Written instruction
Transcribe the part of the attorney profile text that opens with the words "7 Common Sense" and closes with "long time ago.".

Text segment
Jeff Williams is an experienced mechanical engineer and lawyer that consults closely with clients in a strait forward and clear manner. He brings a particular set of strengths and unique perspectives to the firm.

Jeff received a B.S. in Mechanical Engineering from Arizona State University in 2005. He was an engineer for a number of years at a number of large corporations before pursuing his law degree. He graduated from Texas A&M University School of Law (formerly Texas Wesleyan University School of Law) with a J.D. in 2010. By combining his education and prior work experience into the field of intellectual property law, Jeff has developed key skills to fully assist clients.

7 Common Sense Inventions

Products that Should Have Been Invented a Long Time Ago

Remember when you were younger and your mom would lose her keys (or her purse, or her wallet, or her kids) and you wondered why there wasn’t an invention out there to make it easier to locate these often lost items? Well, lucky for you while most of us are living in 2019, we have some brilliant inventors living in 2019 supplying us with those common sense inventions that really should have been invented a long time ago.

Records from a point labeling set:
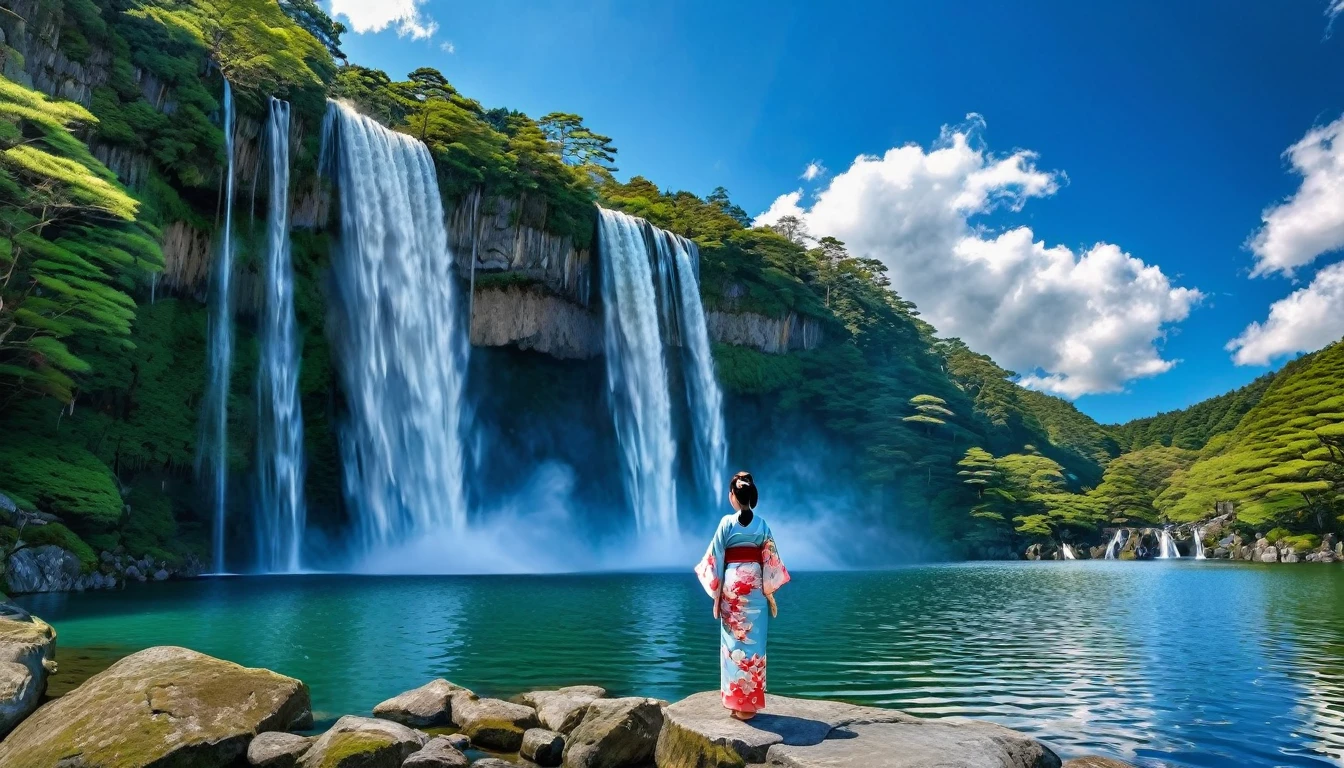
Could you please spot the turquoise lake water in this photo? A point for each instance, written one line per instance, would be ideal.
(1161, 663)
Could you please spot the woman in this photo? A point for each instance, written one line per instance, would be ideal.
(739, 568)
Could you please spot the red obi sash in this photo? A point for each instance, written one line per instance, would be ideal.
(742, 554)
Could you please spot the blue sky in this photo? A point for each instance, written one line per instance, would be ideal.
(1160, 128)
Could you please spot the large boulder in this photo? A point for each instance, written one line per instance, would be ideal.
(27, 646)
(437, 753)
(491, 722)
(804, 733)
(561, 710)
(363, 743)
(616, 733)
(161, 706)
(432, 704)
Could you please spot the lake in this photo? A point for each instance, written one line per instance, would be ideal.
(1160, 663)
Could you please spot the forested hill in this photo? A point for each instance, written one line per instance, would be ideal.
(110, 193)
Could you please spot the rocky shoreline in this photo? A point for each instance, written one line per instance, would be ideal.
(170, 706)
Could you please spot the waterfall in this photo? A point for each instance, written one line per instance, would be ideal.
(636, 373)
(710, 448)
(399, 342)
(280, 424)
(1116, 542)
(214, 421)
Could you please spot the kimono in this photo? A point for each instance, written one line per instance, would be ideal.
(741, 588)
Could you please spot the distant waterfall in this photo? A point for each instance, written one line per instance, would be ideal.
(636, 373)
(399, 342)
(214, 418)
(1116, 542)
(280, 424)
(702, 388)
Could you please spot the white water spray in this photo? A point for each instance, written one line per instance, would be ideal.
(280, 424)
(399, 340)
(213, 448)
(637, 374)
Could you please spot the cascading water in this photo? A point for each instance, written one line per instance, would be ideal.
(702, 388)
(636, 373)
(399, 342)
(1113, 548)
(280, 425)
(214, 423)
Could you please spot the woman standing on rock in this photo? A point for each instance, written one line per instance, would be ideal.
(739, 568)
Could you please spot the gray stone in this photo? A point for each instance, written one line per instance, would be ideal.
(363, 743)
(491, 722)
(438, 752)
(561, 710)
(432, 704)
(160, 706)
(918, 745)
(616, 733)
(277, 749)
(542, 747)
(699, 733)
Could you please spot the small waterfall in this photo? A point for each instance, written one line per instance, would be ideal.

Solved exercise
7 Common Sense Inventions

Products that Should Have Been Invented a Long Time Ago

Remember when you were younger and your mom would lose her keys (or her purse, or her wallet, or her kids) and you wondered why there wasn’t an invention out there to make it easier to locate these often lost items? Well, lucky for you while most of us are living in 2019, we have some brilliant inventors living in 2019 supplying us with those common sense inventions that really should have been invented a long time ago.